- Task instructions: Express the entries below as a JSON list of strings with one string per line, omitting blank lines and any pictures. Begin at the first line of the entries and stop after the line that contains "[131,611,164,624]".

- Excerpted records:
-- start --

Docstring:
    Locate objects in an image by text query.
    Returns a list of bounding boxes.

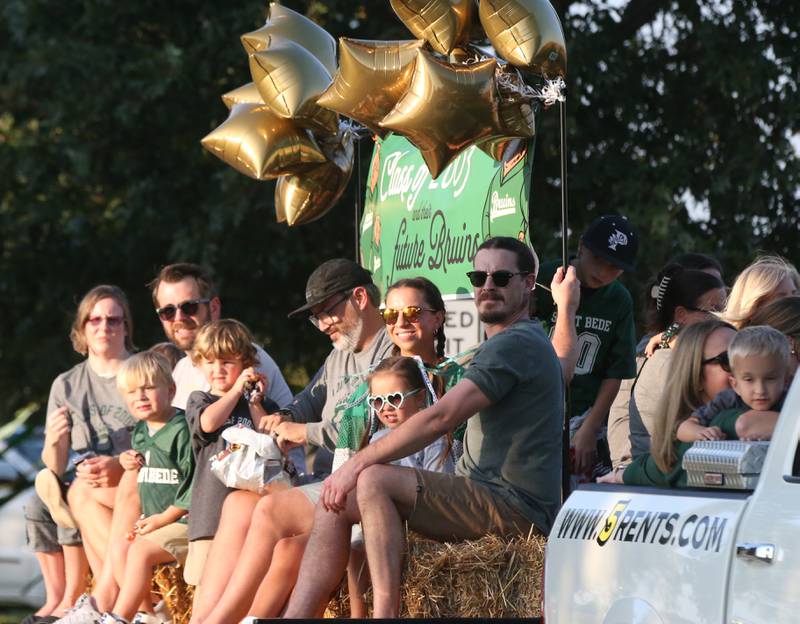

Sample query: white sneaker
[55,594,103,624]
[131,611,164,624]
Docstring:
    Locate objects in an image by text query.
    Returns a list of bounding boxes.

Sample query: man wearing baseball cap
[274,258,393,476]
[534,215,639,480]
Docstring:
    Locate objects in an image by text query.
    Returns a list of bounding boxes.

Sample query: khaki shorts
[408,470,541,542]
[183,537,214,586]
[142,522,189,565]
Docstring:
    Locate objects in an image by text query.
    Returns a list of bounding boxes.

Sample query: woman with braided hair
[608,263,725,469]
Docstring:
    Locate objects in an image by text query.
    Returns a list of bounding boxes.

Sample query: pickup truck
[543,379,800,624]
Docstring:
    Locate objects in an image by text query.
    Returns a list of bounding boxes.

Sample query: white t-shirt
[172,344,294,410]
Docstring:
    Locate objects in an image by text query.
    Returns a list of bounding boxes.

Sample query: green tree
[0,0,800,420]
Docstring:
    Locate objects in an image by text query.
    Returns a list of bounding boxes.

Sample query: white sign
[444,299,483,356]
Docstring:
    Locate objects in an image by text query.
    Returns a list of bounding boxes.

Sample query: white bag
[209,425,291,494]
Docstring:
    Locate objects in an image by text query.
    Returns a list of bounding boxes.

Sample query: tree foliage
[0,0,800,420]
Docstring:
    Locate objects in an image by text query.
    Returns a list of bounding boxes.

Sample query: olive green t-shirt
[622,407,750,487]
[533,260,636,416]
[132,410,194,523]
[456,319,564,534]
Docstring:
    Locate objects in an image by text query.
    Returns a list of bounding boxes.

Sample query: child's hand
[231,366,258,394]
[134,514,167,535]
[697,427,728,440]
[256,414,284,433]
[273,422,306,451]
[119,449,144,470]
[44,406,72,446]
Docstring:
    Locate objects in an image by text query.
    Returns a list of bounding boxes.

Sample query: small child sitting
[184,319,279,594]
[61,351,194,624]
[676,325,789,442]
[347,356,455,618]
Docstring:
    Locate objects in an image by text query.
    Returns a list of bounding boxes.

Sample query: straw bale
[152,564,194,624]
[326,533,546,618]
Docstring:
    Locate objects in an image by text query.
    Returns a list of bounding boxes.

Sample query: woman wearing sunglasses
[598,319,737,487]
[608,264,725,468]
[334,277,472,466]
[25,285,138,622]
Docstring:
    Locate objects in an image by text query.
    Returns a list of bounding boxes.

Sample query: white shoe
[55,594,103,624]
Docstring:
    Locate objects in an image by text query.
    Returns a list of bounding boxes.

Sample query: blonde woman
[748,295,800,377]
[722,256,800,329]
[599,319,736,487]
[25,285,136,618]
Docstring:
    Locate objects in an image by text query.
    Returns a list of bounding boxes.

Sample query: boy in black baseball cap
[534,215,639,480]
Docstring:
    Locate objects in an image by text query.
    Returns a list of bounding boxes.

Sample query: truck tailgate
[545,485,750,624]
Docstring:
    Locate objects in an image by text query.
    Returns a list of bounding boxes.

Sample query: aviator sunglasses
[381,306,436,325]
[156,299,211,321]
[700,351,731,373]
[467,271,530,288]
[367,388,422,414]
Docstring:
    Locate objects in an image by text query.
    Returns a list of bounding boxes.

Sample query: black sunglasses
[467,271,530,288]
[156,299,211,321]
[700,351,731,373]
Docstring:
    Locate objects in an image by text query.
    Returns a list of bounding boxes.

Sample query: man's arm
[550,266,581,384]
[572,379,622,474]
[322,379,490,511]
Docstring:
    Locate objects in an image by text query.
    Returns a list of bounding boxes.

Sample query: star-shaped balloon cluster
[202,0,566,225]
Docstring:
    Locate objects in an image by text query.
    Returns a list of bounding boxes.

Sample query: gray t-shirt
[456,319,564,534]
[287,328,394,464]
[186,390,278,540]
[47,360,136,455]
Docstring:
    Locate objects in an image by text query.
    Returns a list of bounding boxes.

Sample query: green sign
[360,135,533,299]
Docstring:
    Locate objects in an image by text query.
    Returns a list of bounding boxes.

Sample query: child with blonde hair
[722,256,800,329]
[184,319,279,604]
[59,351,194,624]
[677,325,790,442]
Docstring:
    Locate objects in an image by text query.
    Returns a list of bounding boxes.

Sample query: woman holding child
[25,285,138,622]
[609,264,725,467]
[192,278,459,622]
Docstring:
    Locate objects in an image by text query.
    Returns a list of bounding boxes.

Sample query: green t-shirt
[132,410,194,523]
[456,319,564,534]
[533,260,636,416]
[622,408,750,487]
[336,349,475,452]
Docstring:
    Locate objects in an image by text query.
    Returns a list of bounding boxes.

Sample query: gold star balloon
[201,104,327,180]
[242,2,336,76]
[317,37,424,136]
[222,82,264,110]
[275,132,353,226]
[380,50,500,179]
[478,0,567,77]
[390,0,475,56]
[250,39,338,132]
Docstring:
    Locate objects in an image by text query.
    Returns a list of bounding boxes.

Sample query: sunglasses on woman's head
[156,299,211,321]
[467,271,530,288]
[381,306,436,325]
[367,388,422,414]
[701,351,731,373]
[86,316,124,327]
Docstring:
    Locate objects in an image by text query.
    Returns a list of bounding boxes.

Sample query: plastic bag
[209,425,292,494]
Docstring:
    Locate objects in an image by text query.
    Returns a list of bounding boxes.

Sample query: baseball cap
[581,215,639,271]
[289,258,372,318]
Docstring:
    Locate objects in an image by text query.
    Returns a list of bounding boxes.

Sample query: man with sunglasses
[273,258,394,476]
[535,215,638,480]
[285,237,564,618]
[148,262,292,410]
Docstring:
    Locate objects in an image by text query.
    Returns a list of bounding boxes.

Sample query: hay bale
[327,533,546,618]
[152,564,194,624]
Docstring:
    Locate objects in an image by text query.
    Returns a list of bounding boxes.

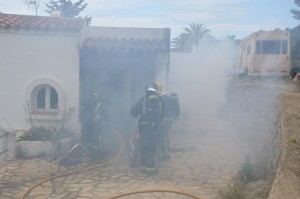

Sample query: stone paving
[0,119,250,199]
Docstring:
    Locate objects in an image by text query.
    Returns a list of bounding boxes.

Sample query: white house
[0,13,170,141]
[0,14,85,134]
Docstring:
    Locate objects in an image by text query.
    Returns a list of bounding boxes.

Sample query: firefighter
[155,82,180,160]
[131,84,163,174]
[81,92,104,156]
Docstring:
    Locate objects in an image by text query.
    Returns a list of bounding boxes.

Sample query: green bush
[218,179,245,199]
[19,126,74,142]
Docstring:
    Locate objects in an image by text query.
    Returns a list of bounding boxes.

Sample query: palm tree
[184,23,210,46]
[171,33,187,49]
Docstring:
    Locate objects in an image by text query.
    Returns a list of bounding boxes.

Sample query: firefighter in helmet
[131,84,163,173]
[155,82,180,160]
[81,92,105,159]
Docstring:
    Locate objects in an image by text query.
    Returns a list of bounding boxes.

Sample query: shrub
[19,126,74,142]
[218,179,245,199]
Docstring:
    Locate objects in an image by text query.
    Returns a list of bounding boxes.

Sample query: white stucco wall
[0,32,80,131]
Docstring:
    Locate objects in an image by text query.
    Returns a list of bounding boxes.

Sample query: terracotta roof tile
[81,37,168,51]
[0,13,85,32]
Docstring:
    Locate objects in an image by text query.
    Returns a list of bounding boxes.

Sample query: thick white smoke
[168,39,236,128]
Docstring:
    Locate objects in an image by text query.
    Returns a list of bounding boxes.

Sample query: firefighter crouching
[131,84,163,174]
[155,82,180,160]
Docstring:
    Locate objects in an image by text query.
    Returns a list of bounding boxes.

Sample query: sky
[0,0,300,39]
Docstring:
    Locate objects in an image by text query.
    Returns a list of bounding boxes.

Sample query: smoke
[169,39,236,127]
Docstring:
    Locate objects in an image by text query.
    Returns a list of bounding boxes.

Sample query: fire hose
[21,129,201,199]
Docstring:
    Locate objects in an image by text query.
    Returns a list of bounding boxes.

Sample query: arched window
[31,84,58,113]
[25,78,65,120]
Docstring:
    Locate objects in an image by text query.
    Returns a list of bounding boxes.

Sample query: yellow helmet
[155,82,163,93]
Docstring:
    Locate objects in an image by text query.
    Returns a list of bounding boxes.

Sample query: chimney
[51,10,61,17]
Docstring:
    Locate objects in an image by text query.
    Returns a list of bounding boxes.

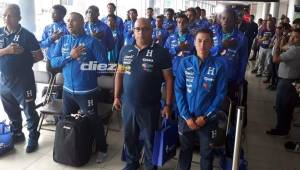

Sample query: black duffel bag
[53,114,93,167]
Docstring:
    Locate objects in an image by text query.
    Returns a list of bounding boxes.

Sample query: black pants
[227,80,248,127]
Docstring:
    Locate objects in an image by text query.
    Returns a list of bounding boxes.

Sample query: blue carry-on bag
[152,119,178,167]
[0,121,14,156]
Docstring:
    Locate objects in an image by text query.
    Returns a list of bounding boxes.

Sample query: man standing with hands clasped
[175,29,227,170]
[0,4,44,153]
[114,18,173,170]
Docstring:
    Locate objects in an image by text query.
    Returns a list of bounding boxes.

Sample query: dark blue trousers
[122,102,160,170]
[0,70,39,140]
[63,90,107,152]
[178,117,217,170]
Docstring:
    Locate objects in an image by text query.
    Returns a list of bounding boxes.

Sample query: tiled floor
[0,67,300,170]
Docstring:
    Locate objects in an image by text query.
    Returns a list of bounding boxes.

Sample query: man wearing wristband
[114,18,173,170]
[175,29,227,170]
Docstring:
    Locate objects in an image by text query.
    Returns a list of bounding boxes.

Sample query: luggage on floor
[53,114,93,166]
[0,121,14,156]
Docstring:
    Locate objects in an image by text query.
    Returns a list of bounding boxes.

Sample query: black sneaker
[256,73,262,77]
[26,132,40,153]
[26,138,39,153]
[13,132,25,144]
[251,69,257,74]
[266,129,289,137]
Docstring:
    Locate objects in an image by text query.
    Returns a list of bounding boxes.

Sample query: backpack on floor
[53,114,93,167]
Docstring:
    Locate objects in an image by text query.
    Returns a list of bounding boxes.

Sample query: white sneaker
[96,152,107,164]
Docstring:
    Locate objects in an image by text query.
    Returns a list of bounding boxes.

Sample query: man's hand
[179,41,188,51]
[161,106,172,119]
[92,31,104,39]
[223,39,237,49]
[113,98,122,111]
[70,45,85,59]
[186,119,198,130]
[5,43,24,54]
[195,116,206,127]
[51,31,64,42]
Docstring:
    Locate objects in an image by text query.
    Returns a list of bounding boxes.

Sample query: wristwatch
[164,103,172,108]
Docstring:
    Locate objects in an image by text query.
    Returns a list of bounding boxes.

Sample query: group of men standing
[0,3,248,170]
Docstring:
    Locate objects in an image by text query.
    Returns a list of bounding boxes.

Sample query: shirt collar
[4,24,22,35]
[134,40,155,51]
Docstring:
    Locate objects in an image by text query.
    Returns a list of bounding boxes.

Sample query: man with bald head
[0,4,43,153]
[114,18,173,170]
[51,12,108,163]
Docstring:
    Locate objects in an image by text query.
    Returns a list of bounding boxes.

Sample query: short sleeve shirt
[119,43,171,106]
[0,27,40,77]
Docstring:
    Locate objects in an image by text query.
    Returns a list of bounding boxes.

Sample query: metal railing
[232,106,245,170]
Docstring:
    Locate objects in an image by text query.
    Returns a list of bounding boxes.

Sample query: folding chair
[97,75,121,136]
[174,96,232,170]
[38,73,64,131]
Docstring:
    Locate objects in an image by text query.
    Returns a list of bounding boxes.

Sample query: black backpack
[53,114,93,167]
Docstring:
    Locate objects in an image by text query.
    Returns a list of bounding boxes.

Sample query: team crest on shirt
[142,63,153,72]
[202,82,208,89]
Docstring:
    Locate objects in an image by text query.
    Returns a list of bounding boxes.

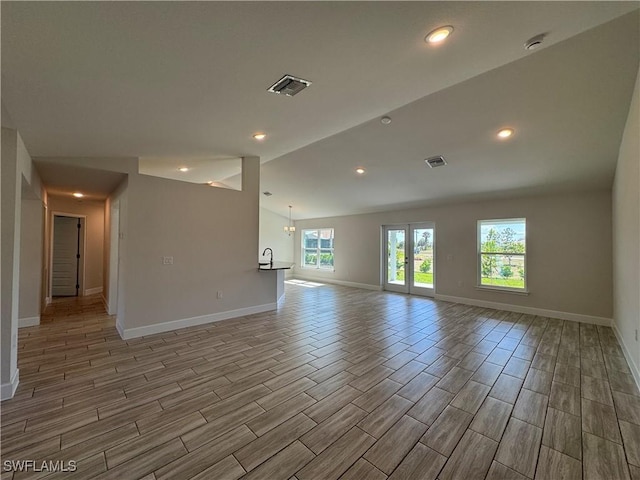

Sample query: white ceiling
[1,1,640,218]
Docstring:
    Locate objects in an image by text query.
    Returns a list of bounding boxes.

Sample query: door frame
[381,221,436,297]
[47,211,87,300]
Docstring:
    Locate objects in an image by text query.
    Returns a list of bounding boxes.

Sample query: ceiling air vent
[268,75,311,97]
[425,155,447,168]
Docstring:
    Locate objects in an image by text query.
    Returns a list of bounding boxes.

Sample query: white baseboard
[0,368,20,400]
[434,293,613,327]
[18,315,40,328]
[613,322,640,388]
[293,274,382,292]
[116,303,278,340]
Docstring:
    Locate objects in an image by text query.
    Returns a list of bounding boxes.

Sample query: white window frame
[300,227,336,272]
[476,217,529,295]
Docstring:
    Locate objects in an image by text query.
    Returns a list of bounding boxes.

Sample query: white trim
[435,294,613,327]
[476,285,529,297]
[613,322,640,388]
[116,303,278,340]
[293,274,382,292]
[0,368,20,400]
[100,292,111,315]
[18,315,40,328]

-- end --

- Response to this task:
[
  "Docstring:",
  "    Locate objects in an image by text query.",
  "    Returns a list of bounding boxes.",
  "Sample query: white sneaker",
  "[55,594,103,624]",
  "[131,611,164,624]"
]